Consignes
• a. D'après le texte sur la laïcité, pourquoi la source dite « historique » de l'existence de Jésus-Christ est-elle « quelque peu divergente » ? Répondez en une à trois phrases.
• b. Relevez tous les Évangiles nommés dans le texte sur la laïcité.

Texte fourni
De tous côtés, on n’entend plus que cela : « la laïcité serait une notion chrétienne ». La preuve avancée: « Rendez à César ce qui appartient à César, et à Dieu ce qui appartient à Dieu ». On trouve cette formule dans les Evangiles de Marc, Mathieu et Luc, mais pas dans celui de Jean. Constatons, une fois de plus, que la source dite « historique » de l’existence du Jésus-Christ est quelque peu divergente.
Aujourd’hui, de l’extrême-droite à la gauche, c’est le même refrain, la litanie pourrait-on dire, qui est égrené pour tenter de montrer que le Christianisme est compatible avec la laïcité (il l’aurait même inventée !) et que, par contre, l’Islam est totalement incompatible avec la Séparation des Eglises et de l’Etat.
Cette curieuse lecture de l’Histoire est donc instrumentalisée à des fins xénophobes évidentes. Elle s‘inscrit dans la théorie du Choc des civilisations, et ne peut donc qu’alimenter un conflit de guerre civile sur des bases communautaristes. Il y a la bonne « communauté », celle des bas du front rigoristes et catholiques qui ont donné la victoire à François Fillon lors de la primaire de la droite et qui pourraient la donner à Marine Le Pen aussi, et, bien sûr, la mauvaise « communauté », celle des musulmans, suspecte d’être terroriste, réactionnaire, antidémocratique par essence.
Si le Christianisme est l’inventeur de la laïcité, on se pose alors la question, incontournable : quand l’Eglise chrétienne (dans ses différentes obédiences) avait le pouvoir et qu’elle marchait sur la tête des rois, des empereurs et des peuples, pourquoi n’a-t-elle jamais mis en œuvre ce principe au cours des 1 500 ans de domination sur les peuples et Etats en Europe ? Pourquoi tous les papes n’ont cessé de qualifier la liberté de conscience et la Séparation des Eglises et de l’Etat comme « une infamie et un délire » et ont jeté contre elles l’anathème (Le Syllabus en 1864, par exemple).

Données fournies

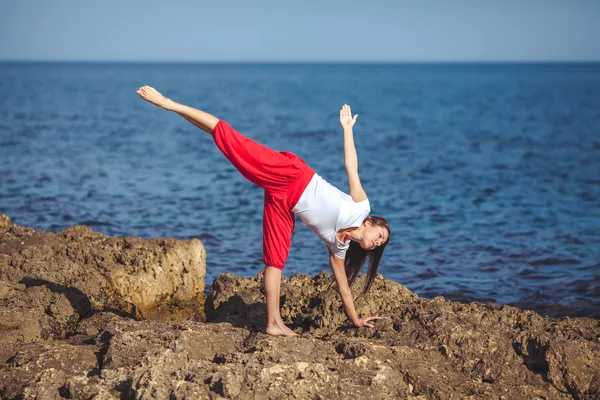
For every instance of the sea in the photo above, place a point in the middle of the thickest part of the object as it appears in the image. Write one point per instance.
(489, 174)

Réponses par consigne
• a. La formule « Rendez à César ce qui appartient à César, et à Dieu ce qui appartient à Dieu » figure dans les Évangiles de Marc, Mathieu et Luc, mais pas dans celui de Jean. Les Évangiles ne concordent donc pas entre eux sur ce point.

• b. Marc, Mathieu, Luc, Jean